Write your answers in the comments section below

  • noahr-ste
    9/14/2016 - 01:29 p.m.

    It is interesting that a everyday house pet can have so much effect on the natural rivers of the world. Who the the average seven inch fish can grow up to three feet in size and cause so much damage in a river. It is good we caught this before it got worse and demolished rivers worldwide.

  • kaileew-ste
    9/15/2016 - 01:03 p.m.

    These huge goldfish are spreading throughout bodies of water in Australia. In just 24 hours, one of these fish can swim 3.35 miles. These fish may be cute but they breed like crazy.

  • irisp-ste
    9/19/2016 - 09:00 a.m.

    The goldfish are growing to great lengths and reproducing rapidly. By doing this, the usual habitat is being disrupted through predation and competition from the new species invading the area. The animals previously there will have to work more to keep up their same eating habits, places to live, and the specific niche they serve in the ecosystem.

  • carriep9718-
    9/19/2016 - 12:23 p.m.

    The fish interfere with the habitat because the fish spread disease in the water and the disease can go on people when they put their hands into the water than the people can spread it to other people.

  • monicas-ste
    9/20/2016 - 01:48 p.m.

    Even though they are cute they are invasive. This can really affect the environment there. They need to do something about it.

  • 1parisr5-fil
    9/21/2016 - 12:01 p.m.

    Stephen Beatty, a senior research fellow at Murdoch University's Centre for Fish & Fisheries Research tells:"Not only do the goldfish disturb the habitat and potentially consume invertebrates and fish eggs, his team suspects that they are also disease vectors" (Ginormous Goldfish are Invading Australian Rivers). Gold fish are invading and eating away the habitat of other important animals in the rivers.

  • annakatep-cel
    9/23/2016 - 10:22 a.m.

    the goldfish are so big that they are interfering with the existing habitat because they aren't used to having the ginormous fish in the ecosystem. they have come in and taken over the whole habitat because of there largeness

  • evanh-hag
    10/13/2016 - 10:19 a.m.

    They can consume the invertebrates and eat fish eggs. Scientists also believe that they are sources for diseases.

  • toriw-lam
    10/28/2016 - 12:00 p.m.

    I think that it is interesting that an ordinary pet has grown much larger and is making it way along rivers in Australia .

  • damianw-man
    11/03/2016 - 11:07 a.m.

    Wow. I didn't know goldfish could do that much harm since they are very docile and are push over fish. I remember releasing one of my goldfish's before????????.... but I'm pretty sure he is dead.????????

Stored items
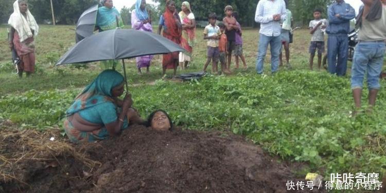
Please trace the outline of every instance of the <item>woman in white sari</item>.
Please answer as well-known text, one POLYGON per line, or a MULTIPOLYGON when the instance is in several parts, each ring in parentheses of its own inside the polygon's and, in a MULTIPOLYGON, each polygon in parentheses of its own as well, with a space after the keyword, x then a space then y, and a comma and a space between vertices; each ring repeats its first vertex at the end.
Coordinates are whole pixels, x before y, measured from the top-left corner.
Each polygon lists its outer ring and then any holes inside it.
POLYGON ((19 75, 25 71, 29 76, 34 71, 35 44, 34 37, 39 27, 28 10, 26 0, 16 0, 13 3, 13 13, 8 20, 10 26, 9 48, 14 49, 20 59, 17 65, 19 75))

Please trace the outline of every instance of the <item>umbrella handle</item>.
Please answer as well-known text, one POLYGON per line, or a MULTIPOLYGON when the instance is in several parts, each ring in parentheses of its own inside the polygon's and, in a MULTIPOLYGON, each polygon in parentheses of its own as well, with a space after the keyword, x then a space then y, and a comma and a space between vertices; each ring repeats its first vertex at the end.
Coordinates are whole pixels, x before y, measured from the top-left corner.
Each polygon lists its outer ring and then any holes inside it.
POLYGON ((124 67, 124 73, 125 74, 125 83, 126 84, 126 93, 129 93, 129 86, 127 85, 127 78, 126 78, 126 68, 125 66, 125 60, 122 59, 122 66, 124 67))

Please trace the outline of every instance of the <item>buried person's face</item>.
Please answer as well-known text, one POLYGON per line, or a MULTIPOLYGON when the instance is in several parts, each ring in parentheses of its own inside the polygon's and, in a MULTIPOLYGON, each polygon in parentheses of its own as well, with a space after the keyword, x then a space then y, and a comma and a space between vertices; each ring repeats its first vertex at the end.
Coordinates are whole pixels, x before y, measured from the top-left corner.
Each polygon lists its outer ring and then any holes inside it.
POLYGON ((151 119, 151 128, 157 131, 167 131, 170 128, 170 120, 163 112, 158 111, 151 119))

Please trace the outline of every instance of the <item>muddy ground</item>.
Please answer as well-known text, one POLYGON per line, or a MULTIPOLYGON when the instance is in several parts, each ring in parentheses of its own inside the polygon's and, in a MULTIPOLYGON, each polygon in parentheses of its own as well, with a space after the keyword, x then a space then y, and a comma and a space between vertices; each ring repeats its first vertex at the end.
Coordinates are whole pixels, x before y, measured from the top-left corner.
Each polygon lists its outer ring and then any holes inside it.
MULTIPOLYGON (((69 145, 49 136, 40 140, 47 141, 42 146, 69 145)), ((34 149, 22 138, 3 138, 0 155, 34 149)), ((296 168, 224 132, 159 132, 137 125, 117 138, 69 145, 77 155, 58 148, 6 165, 2 170, 14 178, 0 179, 0 192, 284 192, 287 181, 299 180, 296 168)))

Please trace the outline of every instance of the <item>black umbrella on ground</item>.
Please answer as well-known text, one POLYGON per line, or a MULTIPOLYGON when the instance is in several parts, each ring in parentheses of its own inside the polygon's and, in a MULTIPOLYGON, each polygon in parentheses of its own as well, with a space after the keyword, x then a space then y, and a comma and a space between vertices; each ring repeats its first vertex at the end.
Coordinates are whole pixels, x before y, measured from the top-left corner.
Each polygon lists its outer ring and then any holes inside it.
POLYGON ((116 29, 98 33, 78 42, 55 65, 122 59, 127 89, 123 59, 184 50, 179 45, 155 33, 116 29))
POLYGON ((96 5, 84 11, 80 15, 75 28, 75 38, 77 43, 93 34, 95 28, 97 13, 98 5, 96 5))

YOUR TASKS:
1. In the goldfish comments, how far can one of the fish swim in 24 hours?
2. Condense the paragraph in the goldfish comments that begins "The goldfish are growing to great lengths" into a short bulleted list that keeps its main facts.
3. Return the stretch of the goldfish comments from "the goldfish are so" through "- 12:00 p.m.", copied word for word.

PER-TASK OUTPUTS:
1. 3.35 miles.

2.
- The goldfish are growing very large and reproducing rapidly.
- Predation and competition from this invading species disrupt the usual habitat.
- The animals already there must work harder to keep their eating habits, places to live, and niche in the ecosystem.

3.
the goldfish are so big that they are interfering with the existing habitat because they aren't used to having the ginormous fish in the ecosystem. they have come in and taken over the whole habitat because of there largeness

  • evanh-hag
    10/13/2016 - 10:19 a.m.

    They can consume the invertebrates and eat fish eggs. Scientists also believe that they are sources for diseases.

  • toriw-lam
    10/28/2016 - 12:00 p.m.